Why living on the border is making families furious
Tweed region residents are fed up and want a solution to the border chaos gripping the community.
And they want NSW Premier Gladys Berejiklian and Queensland's Annastacia Palaszczuk to stop squabbling and fix it fast.
Tweed mum-of-three Susie McCarthy is pulling her hair out over border chaos. The Tweed region native has spent up to three hours in traffic following school pick up with her 5, 10 and 12-year-old.
Ms McCarthy said the daily school run caused her family great anxiety each day and was affecting her ability to earn a living as a health and wellness professional.
"I have had to cancel my afternoon appointments in preparation for the unpredictable daily pick up," Ms McCarthy said.
"I think we get forgotten up here because we're so far north. [The Premier] needs to come here and see for herself and listen to the residents of Tweed.
"The sad things is we've always acted as one community - the Tweed and Coolangatta community - and this is beginning to create a divide that has never been there before."

> **RECORD SET**
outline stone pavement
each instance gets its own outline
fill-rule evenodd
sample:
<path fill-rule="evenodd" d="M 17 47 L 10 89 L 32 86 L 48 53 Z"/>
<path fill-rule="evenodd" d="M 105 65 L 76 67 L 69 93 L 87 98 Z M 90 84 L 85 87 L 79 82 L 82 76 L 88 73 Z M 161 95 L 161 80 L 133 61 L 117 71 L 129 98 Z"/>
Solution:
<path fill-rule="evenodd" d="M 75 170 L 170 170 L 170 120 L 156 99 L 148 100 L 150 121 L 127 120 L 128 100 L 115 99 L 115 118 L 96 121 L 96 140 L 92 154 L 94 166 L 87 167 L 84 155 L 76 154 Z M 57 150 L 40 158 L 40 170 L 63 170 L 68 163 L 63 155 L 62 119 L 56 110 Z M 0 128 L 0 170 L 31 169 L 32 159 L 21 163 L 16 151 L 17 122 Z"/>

> **WRITTEN PROBLEM 1**
Recast the records as a numbered list, omitting blank lines, covering only the part that opens with the first line of the records and closes with the line containing "17 47 L 10 89".
> **WRITTEN PROBLEM 2**
Continue the article on border chaos in the Tweed region from the point at which it stops.

> **WRITTEN REPLY 1**
1. outline stone pavement
2. each instance gets its own outline
3. fill-rule evenodd
4. sample:
5. <path fill-rule="evenodd" d="M 17 47 L 10 89 L 32 86 L 48 53 Z"/>

> **WRITTEN REPLY 2**
Gridlock traffic and wait times at the border are causing daily headaches and locals are begging for someone to do something about it.
But it seems a stoush between premiers Palaszczuk and Berejiklian over moving the border is no closer to an answer.
Retirees Derek and Lorraine Mendieta moved to Tweed Heads in December from Sydney to be close to family living at the Gold Coast and Ipswich but are finding it very hard to reach that family under the border controls.
"It's just terrible, my wife sat for an hour in traffic just to reach the border checkpoint so she could meet her three-month-old grandchild for the first time," Mr Mendieta said.
"Once you cross the border, the traffic flows - we need to move the border south," Mrs Mendieta said.
"If you move it north - it just causes an even greater domino effect."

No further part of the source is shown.